## Extracted records:
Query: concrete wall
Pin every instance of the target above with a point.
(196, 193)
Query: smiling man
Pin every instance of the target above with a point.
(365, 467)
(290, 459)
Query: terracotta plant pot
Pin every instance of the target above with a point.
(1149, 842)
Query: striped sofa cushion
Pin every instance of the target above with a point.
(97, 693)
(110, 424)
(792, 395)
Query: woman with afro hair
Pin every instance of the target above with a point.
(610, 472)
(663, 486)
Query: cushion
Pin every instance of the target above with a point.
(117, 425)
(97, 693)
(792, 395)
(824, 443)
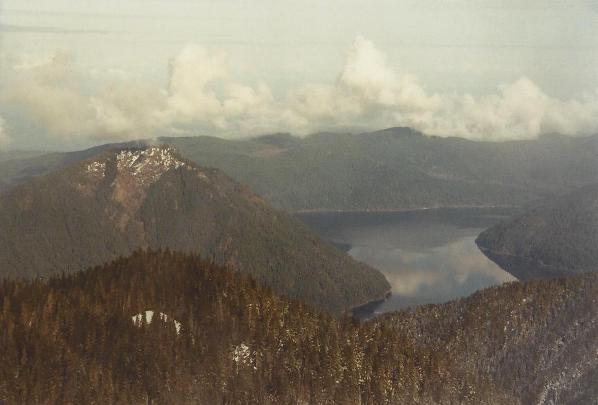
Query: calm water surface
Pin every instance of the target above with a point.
(427, 256)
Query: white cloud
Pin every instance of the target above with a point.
(201, 95)
(4, 138)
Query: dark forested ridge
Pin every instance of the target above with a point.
(218, 337)
(96, 210)
(393, 169)
(557, 238)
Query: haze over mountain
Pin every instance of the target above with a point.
(217, 337)
(96, 210)
(393, 169)
(557, 238)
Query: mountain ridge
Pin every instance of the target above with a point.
(93, 211)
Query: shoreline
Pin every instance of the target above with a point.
(399, 210)
(352, 311)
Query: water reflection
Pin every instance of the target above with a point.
(427, 257)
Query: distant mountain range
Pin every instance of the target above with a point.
(557, 238)
(392, 169)
(96, 210)
(216, 337)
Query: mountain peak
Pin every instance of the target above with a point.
(146, 164)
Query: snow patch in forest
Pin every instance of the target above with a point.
(97, 168)
(153, 161)
(146, 318)
(243, 355)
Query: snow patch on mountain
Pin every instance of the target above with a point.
(146, 318)
(151, 162)
(97, 168)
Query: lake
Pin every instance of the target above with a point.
(428, 256)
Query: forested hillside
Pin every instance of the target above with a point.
(96, 210)
(393, 169)
(218, 337)
(555, 239)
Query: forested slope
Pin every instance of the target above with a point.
(96, 210)
(218, 337)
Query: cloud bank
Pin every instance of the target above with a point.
(202, 97)
(4, 138)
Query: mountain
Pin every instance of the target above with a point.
(557, 238)
(392, 169)
(397, 168)
(536, 340)
(166, 327)
(96, 210)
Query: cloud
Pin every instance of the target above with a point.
(201, 96)
(4, 138)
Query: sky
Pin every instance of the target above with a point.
(78, 73)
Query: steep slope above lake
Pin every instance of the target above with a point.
(557, 238)
(97, 210)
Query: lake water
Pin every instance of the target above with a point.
(428, 256)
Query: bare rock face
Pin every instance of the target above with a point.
(97, 210)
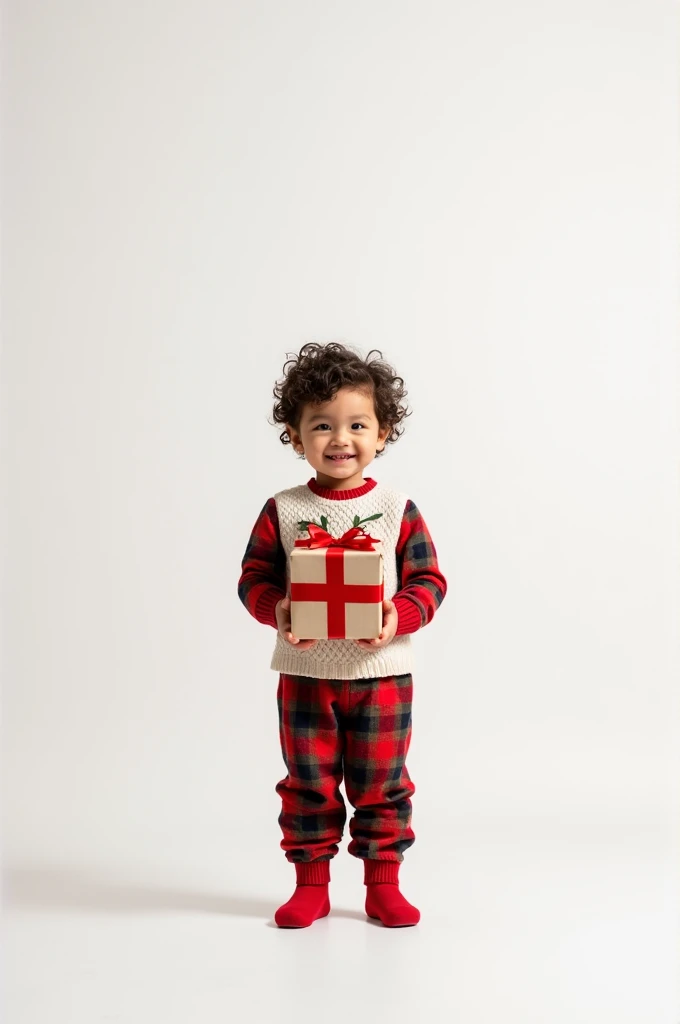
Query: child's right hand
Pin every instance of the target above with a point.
(283, 612)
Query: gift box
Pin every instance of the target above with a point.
(337, 585)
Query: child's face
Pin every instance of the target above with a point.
(346, 425)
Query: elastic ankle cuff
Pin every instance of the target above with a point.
(381, 870)
(315, 872)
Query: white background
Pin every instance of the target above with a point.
(486, 194)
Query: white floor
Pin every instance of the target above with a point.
(521, 923)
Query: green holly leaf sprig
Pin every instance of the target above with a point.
(304, 523)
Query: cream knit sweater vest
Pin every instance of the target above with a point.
(344, 658)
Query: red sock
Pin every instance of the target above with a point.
(383, 899)
(310, 899)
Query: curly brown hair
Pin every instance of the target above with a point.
(317, 373)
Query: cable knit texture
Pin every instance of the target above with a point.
(344, 658)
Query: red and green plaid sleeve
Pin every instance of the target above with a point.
(422, 585)
(262, 581)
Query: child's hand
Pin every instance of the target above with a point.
(390, 622)
(283, 612)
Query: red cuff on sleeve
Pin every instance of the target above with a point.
(410, 617)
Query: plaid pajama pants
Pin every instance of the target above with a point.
(356, 729)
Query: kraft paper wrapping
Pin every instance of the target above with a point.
(336, 593)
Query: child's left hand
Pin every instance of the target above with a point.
(390, 622)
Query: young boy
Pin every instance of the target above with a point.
(344, 706)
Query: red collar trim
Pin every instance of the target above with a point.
(341, 496)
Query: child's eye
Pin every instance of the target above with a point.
(353, 425)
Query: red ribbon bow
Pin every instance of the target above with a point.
(354, 538)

## Your assignment:
Pictures aside, reproduce every record exactly as it stands.

## Task answer:
Query: concrete wall
Pin every instance of the target above with a point.
(196, 193)
Query: smiling man
Pin every instance of the target above with a point.
(365, 467)
(290, 459)
Query: terracotta plant pot
Pin every instance of the target above with a point.
(1149, 842)
Query: striped sofa cushion
Pin every instance of the target above with a point.
(97, 693)
(110, 424)
(792, 395)
Query: woman with afro hair
Pin every instance of the target above with a point.
(610, 472)
(663, 486)
Query: cushion
Pin every instance of the target above with a point.
(117, 425)
(97, 693)
(792, 395)
(824, 443)
Query: calm water surface
Pin every instance of the target above with a point.
(427, 256)
Query: white cloud
Pin every instance of the target above with a point.
(201, 95)
(4, 138)
Query: dark forested ridge
Pin every instance of the target above with a point.
(218, 337)
(96, 210)
(393, 169)
(557, 238)
Query: haze over mountain
Pin every instance of the target above with a point.
(217, 337)
(96, 210)
(393, 169)
(557, 238)
Query: mountain ridge
Pin every instance of the target above with a point.
(93, 211)
Query: shoreline
Pin every instance of the target above with a point.
(399, 210)
(352, 311)
Query: water reflection
Pin every instance of the target above with a point.
(427, 257)
Query: distant mountain range
Pin every instance of the target above with a point.
(557, 238)
(392, 169)
(96, 210)
(216, 337)
Query: mountain peak
Pin every instance of the target above with a point.
(146, 164)
Query: snow patch in forest
Pin every instance of the target above with a point.
(97, 168)
(153, 161)
(146, 318)
(243, 355)
Query: snow patch on mountain
Pin every instance of the target above with a point.
(146, 318)
(151, 162)
(97, 168)
Query: lake
Pin every instance of the target above with a point.
(428, 256)
Query: forested hillside
Pin every instance of the target above with a point.
(96, 210)
(393, 169)
(218, 337)
(555, 239)
Query: forested slope
Pin every instance of the target above with a point.
(96, 210)
(218, 337)
Query: cloud bank
Pin every instance of the target above with a point.
(202, 97)
(4, 138)
Query: mountain
Pin every instance of the target above with a point.
(557, 238)
(392, 169)
(397, 168)
(536, 340)
(166, 327)
(96, 210)
Query: cloud
Pin every instance of the target above with a point.
(201, 96)
(4, 138)
Query: sky
Pin every instance of the target above with a point.
(78, 73)
Query: steep slope above lake
Pin every instance of the target above with a point.
(557, 238)
(97, 210)
Query: lake water
Pin every instance of the target above with a point.
(428, 256)
Query: bare rock face
Pin every instance of the target above with a point.
(97, 210)
Query: child's right hand
Pin every instance of the target above with a point.
(283, 612)
Query: gift box
Pin every instance of the target above with a point.
(337, 585)
Query: child's face
Pin every instance of the target above with a point.
(346, 425)
Query: elastic ankle cuff
Pin every instance of the target above with a point.
(381, 870)
(315, 872)
Query: white background
Pin every instance of the target above with a point.
(486, 194)
Query: white floor
Pin every instance of the target above with a point.
(521, 923)
Query: green holly leaf sprig
Pin every instance of the target above with a point.
(304, 523)
Query: cream knit sweater vest
Pin every instance of the target above with a point.
(344, 658)
Query: red sock
Pin every instance of the target above with a point.
(383, 899)
(310, 899)
Query: curly brown hair
Pin every instance of the target above with a point.
(317, 373)
Query: cable knit texture
Pin every instance of the target above with a point.
(344, 658)
Query: red and green plaid sleeve
Pin every instance of the target above with a point.
(422, 585)
(262, 581)
Query: child's hand
Pin every instance of the target above with a point.
(390, 622)
(283, 612)
Query: red cuff on sleeve
Pin every instance of the target above with a point.
(410, 617)
Query: plaid pajama pants
Pin every instance of the target above with a point.
(356, 729)
Query: kraft paper wrapping
Pin every instance of the target above with a point.
(336, 593)
Query: child's left hand
Pin every instance of the target above with a point.
(390, 622)
Query: young boy
Pin every instance of the target above with a point.
(344, 706)
Query: red collar trim
Pin every instance of the target above with a point.
(341, 496)
Query: child's eye
Pin every instance of the target above with a point.
(353, 425)
Query: red ribbon bow
Pin every instance of the target above with a point.
(354, 538)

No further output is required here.